### [STATED EXERCISE]
Arrange the lines of the records below as a JSON list of strings, one string per line, leaving out blank lines.

### [Saved data entries]

[Start]

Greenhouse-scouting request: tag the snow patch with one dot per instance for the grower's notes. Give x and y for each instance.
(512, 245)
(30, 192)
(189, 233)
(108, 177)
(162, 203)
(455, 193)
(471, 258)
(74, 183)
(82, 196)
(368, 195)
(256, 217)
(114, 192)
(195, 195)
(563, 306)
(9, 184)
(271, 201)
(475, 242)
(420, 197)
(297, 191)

[End]

### [TASK RESULT]
[
  "Greenhouse-scouting request: tag the snow patch with one dot per instance for the grower's notes. Give x and y for each instance.",
  "(512, 245)",
  "(30, 192)",
  "(189, 233)",
  "(108, 177)",
  "(162, 203)",
  "(455, 193)",
  "(471, 258)",
  "(74, 183)",
  "(82, 196)",
  "(368, 195)",
  "(256, 217)",
  "(114, 192)",
  "(195, 195)",
  "(563, 306)",
  "(9, 184)",
  "(271, 201)",
  "(475, 242)",
  "(420, 197)",
  "(297, 191)"
]